> [WHAT IS ASKED]:
From the blog comment thread below, extract the passage word for word, starting with "It takes two" and going on through "Blogger Pacian said...".

Blogger herhimnbryn said...

This resonates..........

16:52  
Blogger Zhoen said...

I thought it might...

21:18  
Blogger Rosie said...

slow to anger, easy to please would be bliss. I fear that in our household the piano strings can be a bit taut at times...

00:07  
Blogger Dale said...

(o)

02:43  
Blogger mbick said...

(o)

09:11  
Blogger Zhoen said...

Rosie,

It can be done. I grew up with the impossible to please, shouters and ragers. I carried those habits a long time, and they dragged me down, taking out friends as I stomped through life. Other perspectives can be learned, practiced.

12:50  
Blogger Rosie said...

I want to believe you, I really do.
It takes two to tango, but maybe one can initiate and try to break habits that stretch back for two decades...change those dance steps that keep going round in circles!

03:05  
Blogger Pacian said...

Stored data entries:

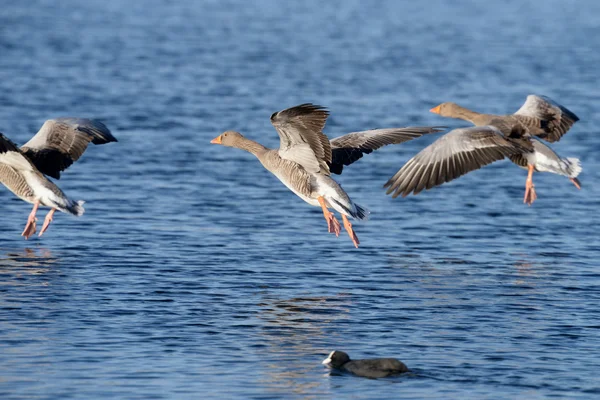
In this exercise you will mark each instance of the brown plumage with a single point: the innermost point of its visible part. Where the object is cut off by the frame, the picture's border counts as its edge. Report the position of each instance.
(61, 141)
(539, 117)
(305, 158)
(55, 147)
(458, 152)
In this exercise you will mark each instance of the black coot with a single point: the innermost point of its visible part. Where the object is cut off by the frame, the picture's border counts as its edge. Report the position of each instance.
(373, 368)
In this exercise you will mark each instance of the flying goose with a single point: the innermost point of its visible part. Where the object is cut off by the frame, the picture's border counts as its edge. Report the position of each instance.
(539, 117)
(306, 158)
(58, 144)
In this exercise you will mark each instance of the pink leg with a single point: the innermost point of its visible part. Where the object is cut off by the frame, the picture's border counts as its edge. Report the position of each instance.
(30, 227)
(47, 221)
(350, 231)
(530, 194)
(333, 224)
(576, 182)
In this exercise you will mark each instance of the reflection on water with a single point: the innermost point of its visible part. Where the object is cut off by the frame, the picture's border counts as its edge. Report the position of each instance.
(25, 261)
(294, 329)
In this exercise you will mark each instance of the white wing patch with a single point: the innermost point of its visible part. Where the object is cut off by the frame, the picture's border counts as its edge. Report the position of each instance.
(16, 160)
(303, 155)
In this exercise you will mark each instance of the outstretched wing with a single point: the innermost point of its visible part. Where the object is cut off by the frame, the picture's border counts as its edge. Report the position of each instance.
(11, 156)
(453, 155)
(551, 119)
(61, 141)
(300, 129)
(349, 148)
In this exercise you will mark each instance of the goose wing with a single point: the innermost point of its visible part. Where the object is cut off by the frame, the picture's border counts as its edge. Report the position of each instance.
(61, 141)
(454, 154)
(351, 147)
(300, 130)
(552, 119)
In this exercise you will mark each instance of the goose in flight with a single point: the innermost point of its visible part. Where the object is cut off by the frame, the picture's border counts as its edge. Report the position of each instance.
(306, 158)
(514, 136)
(58, 143)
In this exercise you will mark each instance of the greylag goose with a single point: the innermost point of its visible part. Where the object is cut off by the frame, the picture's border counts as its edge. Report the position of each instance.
(58, 144)
(538, 117)
(306, 158)
(369, 368)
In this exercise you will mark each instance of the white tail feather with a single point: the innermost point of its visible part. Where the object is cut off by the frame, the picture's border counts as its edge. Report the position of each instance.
(573, 166)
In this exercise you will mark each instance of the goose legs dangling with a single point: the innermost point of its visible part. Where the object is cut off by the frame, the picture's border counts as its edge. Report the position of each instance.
(350, 231)
(30, 227)
(530, 195)
(333, 224)
(47, 220)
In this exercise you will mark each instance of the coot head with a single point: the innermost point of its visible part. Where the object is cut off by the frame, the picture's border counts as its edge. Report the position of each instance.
(336, 359)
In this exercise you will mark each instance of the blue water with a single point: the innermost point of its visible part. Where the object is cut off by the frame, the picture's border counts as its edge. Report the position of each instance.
(195, 274)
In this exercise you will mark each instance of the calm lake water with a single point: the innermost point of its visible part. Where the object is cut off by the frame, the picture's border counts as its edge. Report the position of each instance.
(195, 274)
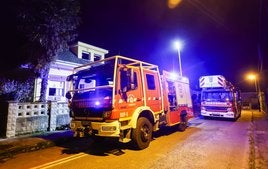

> [FINISHED EXERCISE]:
It takes two to tango, but maybe one can initiate and try to break habits that stretch back for two decades...change those dance steps that keep going round in circles!

03:05  
Blogger Pacian said...